(Instructions)
(1) Render this sentence from the AirWire thread into Spanish: "The DCC output from the drop in would trigger all sounds."
(2) Please reproduce a passage of the AirWire thread word for word, beginning at the words "The difference between" and stopping after "the drop-in board.".

>> Begin Page excerpt

# airwire and P5



## Dick413 (Jan 7, 2008)

Has anyone tryed to put a P5 with a airwire drop-in?


----------



## Treeman (Jan 6, 2008)

I have not installed an older Phoenix board with a drop in, but sure that it would work. The DCC output from the drop in would trigger all sounds.


----------



## Bill Swindell (Jan 2, 2008)

I believe that you must use a P-8 with the drop-in boards. The DCC output from the drop-in is not bi-polar like the prior AirWire boards.


----------



## Greg Elmassian (Jan 3, 2008)

That's interesting data Bill. 

So, your post also seems to imply that the P8 can take "unipolar DCC", but the P5 needs "true" "bipolar DCC". 

Is that correct? 

Thanks, Greg


----------



## Bill Swindell (Jan 2, 2008)

The difference between the DCC outputs was told to me by CVP. I am assuming that this is the correct scoop. 

If you read the manual for the drop-in boards, they refer to the P-8 sound board exclusively. I also know that there in no additional DCC output connection. That means that you can not connect any auxiliary DCC devices to the drop-in board.


----------



## Dick413 (Jan 7, 2008)

OK called Phoenix last week and they said i could not use the p5 with drop-in right now, but they are working on away to use it hopefully soon. 
its got to do with the power not dcc signal, p5 gets both on same wires, p8 does not.


----------



## Greg Elmassian (Jan 3, 2008)

Something does not make sense. In DCC, the power and the signal is the same on the tracks. Is it that the drop in cannot supply enough current on it's DCC interface, like the G2? 

oops 

Greg


----------



## Stan Cedarleaf (Jan 2, 2008)

Posted By Dick413 on 31 Jan 2012 04:58 PM 
OK called Phoenix last week and they said i could not use the p5 with drop-in right now, but they are working on away to use it hopefully soon.

>> End Page excerpt
>> Begin Dataset excerpts

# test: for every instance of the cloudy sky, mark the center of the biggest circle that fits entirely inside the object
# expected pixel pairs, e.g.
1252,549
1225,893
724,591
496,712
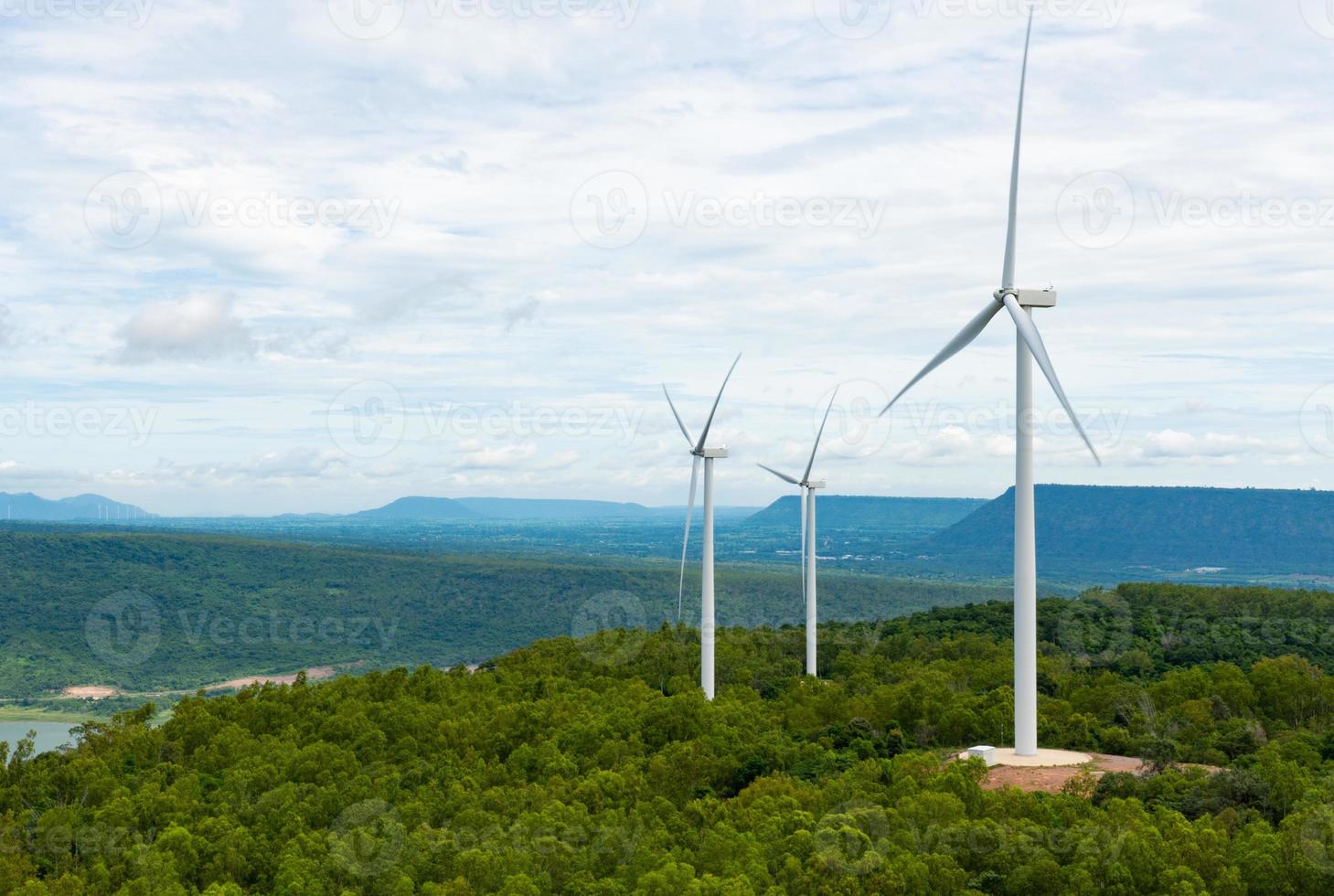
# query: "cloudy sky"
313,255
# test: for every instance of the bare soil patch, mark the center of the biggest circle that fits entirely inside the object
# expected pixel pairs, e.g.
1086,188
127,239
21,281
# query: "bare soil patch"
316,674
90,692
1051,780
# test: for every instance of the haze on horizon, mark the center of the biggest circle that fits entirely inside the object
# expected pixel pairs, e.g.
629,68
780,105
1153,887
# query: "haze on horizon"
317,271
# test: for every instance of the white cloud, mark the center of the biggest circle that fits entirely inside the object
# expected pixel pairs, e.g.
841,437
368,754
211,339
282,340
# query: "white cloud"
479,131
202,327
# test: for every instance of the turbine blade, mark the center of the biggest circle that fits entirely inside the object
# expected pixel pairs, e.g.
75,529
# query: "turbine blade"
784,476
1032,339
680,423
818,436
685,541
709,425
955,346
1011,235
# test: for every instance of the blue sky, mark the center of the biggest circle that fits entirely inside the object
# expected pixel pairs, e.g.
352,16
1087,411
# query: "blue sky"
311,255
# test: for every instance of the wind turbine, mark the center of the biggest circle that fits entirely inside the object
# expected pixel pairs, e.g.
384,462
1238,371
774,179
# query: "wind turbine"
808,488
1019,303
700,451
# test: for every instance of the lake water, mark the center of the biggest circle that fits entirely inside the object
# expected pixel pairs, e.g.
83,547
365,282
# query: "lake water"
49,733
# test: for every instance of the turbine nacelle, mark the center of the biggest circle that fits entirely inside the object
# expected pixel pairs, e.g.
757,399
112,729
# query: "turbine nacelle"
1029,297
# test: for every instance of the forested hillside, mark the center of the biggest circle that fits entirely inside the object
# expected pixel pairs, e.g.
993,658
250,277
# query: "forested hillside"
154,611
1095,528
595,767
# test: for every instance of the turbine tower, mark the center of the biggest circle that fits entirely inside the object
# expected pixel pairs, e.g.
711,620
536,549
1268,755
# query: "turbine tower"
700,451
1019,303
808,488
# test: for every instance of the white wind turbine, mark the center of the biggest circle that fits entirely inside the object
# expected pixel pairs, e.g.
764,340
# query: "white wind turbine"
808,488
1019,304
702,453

>> End Dataset excerpts

(Exercise responses)
(1) La salida DCC del drop-in activaría todos los sonidos.

(2)
The difference between the DCC outputs was told to me by CVP. I am assuming that this is the correct scoop. 

If you read the manual for the drop-in boards, they refer to the P-8 sound board exclusively. I also know that there in no additional DCC output connection. That means that you can not connect any auxiliary DCC devices to the drop-in board.